Re: [PATCH v5 2/6] mm/cma: introduce new zone, ZONE_CMA

From: Vlastimil Babka
Date: Wed Sep 21 2016 - 05:11:32 EST

Next message: Thomas Gleixner: "Re: [PATCH v2 0/2] make POSIX timers optional"
Previous message: Mika Westerberg: "Re: Cherryview wake up events"
Messages sorted by: [ date ] [ thread ] [ subject ] [ author ]

On 08/29/2016 07:07 AM, js1304@xxxxxxxxx wrote:

From: Joonsoo Kim <iamjoonsoo.kim@xxxxxxx>

Attached cover-letter:

This series try to solve problems of current CMA implementation.

CMA is introduced to provide physically contiguous pages at runtime
without exclusive reserved memory area. But, current implementation
works like as previous reserved memory approach, because freepages
on CMA region are used only if there is no movable freepage. In other
words, freepages on CMA region are only used as fallback. In that
situation where freepages on CMA region are used as fallback, kswapd
would be woken up easily since there is no unmovable and reclaimable
freepage, too. If kswapd starts to reclaim memory, fallback allocation
to MIGRATE_CMA doesn't occur any more since movable freepages are
already refilled by kswapd and then most of freepage on CMA are left
to be in free. This situation looks like exclusive reserved memory case.

## AIM OF THE EXERCISE
Write the next part of the message above about the new ZONE_CMA memory zone, starting right after its last sentence.

## SUPPLIED MATERIAL

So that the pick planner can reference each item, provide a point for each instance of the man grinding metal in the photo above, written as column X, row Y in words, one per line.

## RESULT FOR THIS TASK
In my experiment, I found that if system memory has 1024 MB memory and
512 MB is reserved for CMA, kswapd is mostly woken up when roughly 512 MB
free memory is left. Detailed reason is that for keeping enough free
memory for unmovable and reclaimable allocation, kswapd uses below
equation when calculating free memory and it easily go under the watermark.

Free memory for unmovable and reclaimable = Free total - Free CMA pages

This is derivated from the property of CMA freepage that CMA freepage
can't be used for unmovable and reclaimable allocation.

Anyway, in this case, kswapd are woken up when (FreeTotal - FreeCMA)
is lower than low watermark and tries to make free memory until
(FreeTotal - FreeCMA) is higher than high watermark. That results
in that FreeTotal is moving around 512MB boundary consistently. It
then means that we can't utilize full memory capacity.

To fix this problem, I submitted some patches [1] about 10 months ago,
but, found some more problems to be fixed before solving this problem.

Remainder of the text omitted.